#### [INFORMATION SUPPLIED]
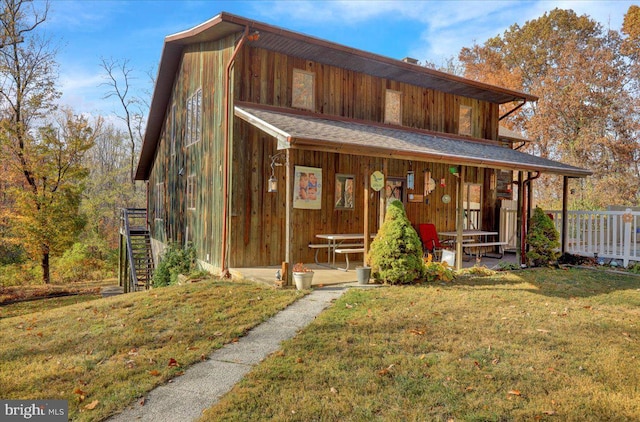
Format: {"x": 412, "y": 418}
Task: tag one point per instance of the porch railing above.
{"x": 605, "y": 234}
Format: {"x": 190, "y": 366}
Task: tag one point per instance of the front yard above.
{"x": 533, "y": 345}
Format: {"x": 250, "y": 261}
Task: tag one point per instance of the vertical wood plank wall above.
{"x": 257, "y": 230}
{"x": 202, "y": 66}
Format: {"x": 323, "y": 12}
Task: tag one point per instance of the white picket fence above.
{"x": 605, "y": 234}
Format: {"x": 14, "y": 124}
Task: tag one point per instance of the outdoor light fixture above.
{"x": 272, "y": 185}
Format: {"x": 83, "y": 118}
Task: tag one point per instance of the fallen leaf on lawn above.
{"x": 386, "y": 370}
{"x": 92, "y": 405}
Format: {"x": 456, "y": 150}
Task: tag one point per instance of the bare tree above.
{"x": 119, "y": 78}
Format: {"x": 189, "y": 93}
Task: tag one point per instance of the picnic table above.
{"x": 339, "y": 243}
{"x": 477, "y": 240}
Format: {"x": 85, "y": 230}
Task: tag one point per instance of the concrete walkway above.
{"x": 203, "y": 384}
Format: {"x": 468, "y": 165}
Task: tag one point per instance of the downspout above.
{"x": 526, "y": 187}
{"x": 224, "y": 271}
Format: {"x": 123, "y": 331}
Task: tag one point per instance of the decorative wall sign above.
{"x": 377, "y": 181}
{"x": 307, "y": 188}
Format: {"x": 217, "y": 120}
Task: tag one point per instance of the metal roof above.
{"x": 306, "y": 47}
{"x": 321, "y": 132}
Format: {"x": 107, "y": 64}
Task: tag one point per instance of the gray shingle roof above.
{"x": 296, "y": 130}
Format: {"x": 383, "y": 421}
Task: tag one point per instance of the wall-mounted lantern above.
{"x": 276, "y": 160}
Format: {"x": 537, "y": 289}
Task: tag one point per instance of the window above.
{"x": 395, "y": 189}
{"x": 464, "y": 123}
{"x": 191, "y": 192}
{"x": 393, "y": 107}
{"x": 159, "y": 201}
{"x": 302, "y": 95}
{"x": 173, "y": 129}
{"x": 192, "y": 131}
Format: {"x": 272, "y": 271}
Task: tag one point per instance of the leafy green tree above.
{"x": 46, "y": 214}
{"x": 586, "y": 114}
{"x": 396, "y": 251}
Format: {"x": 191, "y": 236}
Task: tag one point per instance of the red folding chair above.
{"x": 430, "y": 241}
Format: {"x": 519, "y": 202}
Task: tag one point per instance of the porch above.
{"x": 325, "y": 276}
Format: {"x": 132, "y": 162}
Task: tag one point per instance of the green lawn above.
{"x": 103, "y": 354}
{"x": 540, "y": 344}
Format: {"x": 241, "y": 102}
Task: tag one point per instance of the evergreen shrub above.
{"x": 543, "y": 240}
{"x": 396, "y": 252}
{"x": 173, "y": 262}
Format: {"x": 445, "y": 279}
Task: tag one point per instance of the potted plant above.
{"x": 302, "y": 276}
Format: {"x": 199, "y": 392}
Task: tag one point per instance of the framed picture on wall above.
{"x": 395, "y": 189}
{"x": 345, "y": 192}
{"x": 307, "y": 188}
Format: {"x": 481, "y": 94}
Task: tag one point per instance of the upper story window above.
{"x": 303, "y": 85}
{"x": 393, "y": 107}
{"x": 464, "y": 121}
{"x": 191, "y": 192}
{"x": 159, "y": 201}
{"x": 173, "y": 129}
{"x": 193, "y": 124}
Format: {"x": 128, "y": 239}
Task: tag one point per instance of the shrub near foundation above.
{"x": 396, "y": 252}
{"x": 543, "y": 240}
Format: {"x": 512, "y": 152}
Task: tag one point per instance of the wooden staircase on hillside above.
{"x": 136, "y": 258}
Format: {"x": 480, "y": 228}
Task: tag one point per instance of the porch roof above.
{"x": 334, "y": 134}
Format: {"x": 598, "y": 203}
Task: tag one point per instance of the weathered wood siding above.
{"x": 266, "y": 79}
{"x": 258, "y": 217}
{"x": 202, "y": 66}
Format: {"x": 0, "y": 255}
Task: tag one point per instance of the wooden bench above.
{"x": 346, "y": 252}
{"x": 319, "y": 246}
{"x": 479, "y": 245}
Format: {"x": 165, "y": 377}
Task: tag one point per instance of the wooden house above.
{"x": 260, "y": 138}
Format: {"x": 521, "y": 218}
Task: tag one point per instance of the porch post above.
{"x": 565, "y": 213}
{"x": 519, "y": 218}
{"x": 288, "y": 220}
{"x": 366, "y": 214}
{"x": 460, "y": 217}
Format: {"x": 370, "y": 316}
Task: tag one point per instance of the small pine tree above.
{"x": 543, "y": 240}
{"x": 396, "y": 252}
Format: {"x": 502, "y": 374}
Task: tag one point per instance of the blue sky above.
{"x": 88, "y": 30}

#### [TASK OBJECTIVE]
All the records above need to be given again word for word. Skip the pictures.

#### [EXERCISE RESULT]
Format: {"x": 412, "y": 418}
Task: tag one point per instance of the porch railing above.
{"x": 605, "y": 234}
Format: {"x": 190, "y": 366}
Task: tag one point per instance of the front yard above.
{"x": 533, "y": 345}
Format: {"x": 250, "y": 261}
Task: tag one point per instance of the vertical wood plank wall above.
{"x": 257, "y": 230}
{"x": 202, "y": 66}
Format: {"x": 323, "y": 12}
Task: tag one point per instance of the white picket fence above.
{"x": 605, "y": 234}
Format: {"x": 14, "y": 124}
Task: tag one point per instance of the outdoor light fixture above.
{"x": 272, "y": 185}
Format: {"x": 83, "y": 118}
Task: tag one point per instance of the fallen leaf on lawn above.
{"x": 386, "y": 370}
{"x": 92, "y": 405}
Format: {"x": 456, "y": 150}
Task: tag one point per instance of the bare tree above.
{"x": 119, "y": 78}
Format: {"x": 189, "y": 93}
Task: tag one point per instance of the picnic table above.
{"x": 339, "y": 243}
{"x": 477, "y": 240}
Format: {"x": 85, "y": 230}
Task: tag one point per instance of the concrete walkway above.
{"x": 203, "y": 384}
Format: {"x": 468, "y": 165}
Task: tag one point per instance of the downspout above.
{"x": 526, "y": 187}
{"x": 224, "y": 271}
Format: {"x": 123, "y": 331}
Task: tag one point per instance of the decorative wall sign above.
{"x": 377, "y": 181}
{"x": 307, "y": 188}
Format: {"x": 217, "y": 120}
Task: tag one point per instance of the metal roof above.
{"x": 306, "y": 47}
{"x": 321, "y": 132}
Format: {"x": 107, "y": 64}
Task: tag one point per instance of the gray shingle roof above.
{"x": 296, "y": 130}
Format: {"x": 383, "y": 421}
Task: tag one point per instance of the wall-mounted lantern above.
{"x": 276, "y": 160}
Format: {"x": 537, "y": 289}
Task: tag one point per instance of the window above.
{"x": 395, "y": 189}
{"x": 464, "y": 123}
{"x": 191, "y": 192}
{"x": 393, "y": 107}
{"x": 159, "y": 201}
{"x": 302, "y": 95}
{"x": 173, "y": 129}
{"x": 192, "y": 131}
Format: {"x": 272, "y": 271}
Task: tag one point per instance of the leafy green tree above.
{"x": 46, "y": 214}
{"x": 586, "y": 114}
{"x": 396, "y": 251}
Format: {"x": 191, "y": 236}
Task: tag one point per instance of the red folding chair above.
{"x": 430, "y": 241}
Format: {"x": 519, "y": 202}
Task: tag one point per instance of the porch above.
{"x": 325, "y": 276}
Format: {"x": 132, "y": 162}
Task: tag one point per instance of the green lawn above.
{"x": 103, "y": 354}
{"x": 540, "y": 344}
Format: {"x": 241, "y": 102}
Task: tag one point per instance of the evergreen shrub above.
{"x": 543, "y": 240}
{"x": 396, "y": 252}
{"x": 173, "y": 262}
Format: {"x": 445, "y": 279}
Task: tag one point per instance of the potted plant above.
{"x": 302, "y": 276}
Format: {"x": 199, "y": 392}
Task: tag one point per instance of the framed picture on wall above.
{"x": 395, "y": 189}
{"x": 345, "y": 192}
{"x": 307, "y": 188}
Format: {"x": 481, "y": 94}
Task: tag one point per instance of the upper story window above.
{"x": 303, "y": 85}
{"x": 393, "y": 107}
{"x": 464, "y": 121}
{"x": 191, "y": 192}
{"x": 159, "y": 201}
{"x": 173, "y": 129}
{"x": 193, "y": 124}
Format: {"x": 128, "y": 239}
Task: tag one point per instance of the shrub near foundation above.
{"x": 396, "y": 252}
{"x": 543, "y": 240}
Format: {"x": 512, "y": 152}
Task: tag one point per instance of the wooden staircase on hillside above.
{"x": 136, "y": 258}
Format: {"x": 480, "y": 228}
Task: tag one point per instance of the porch roof above.
{"x": 334, "y": 134}
Format: {"x": 598, "y": 203}
Task: tag one point per instance of the weathered wood siding above.
{"x": 266, "y": 79}
{"x": 258, "y": 217}
{"x": 202, "y": 66}
Format: {"x": 0, "y": 255}
Task: tag one point per instance of the wooden bench above.
{"x": 346, "y": 252}
{"x": 319, "y": 246}
{"x": 479, "y": 245}
Format: {"x": 165, "y": 377}
Task: tag one point per instance of the wooden house above.
{"x": 260, "y": 138}
Format: {"x": 521, "y": 218}
Task: tag one point per instance of the porch post above.
{"x": 565, "y": 213}
{"x": 519, "y": 218}
{"x": 288, "y": 220}
{"x": 366, "y": 214}
{"x": 460, "y": 217}
Format: {"x": 370, "y": 316}
Task: tag one point per instance of the small pine tree above.
{"x": 543, "y": 240}
{"x": 396, "y": 252}
Format: {"x": 502, "y": 374}
Task: tag one point per instance of the blue sky above.
{"x": 88, "y": 30}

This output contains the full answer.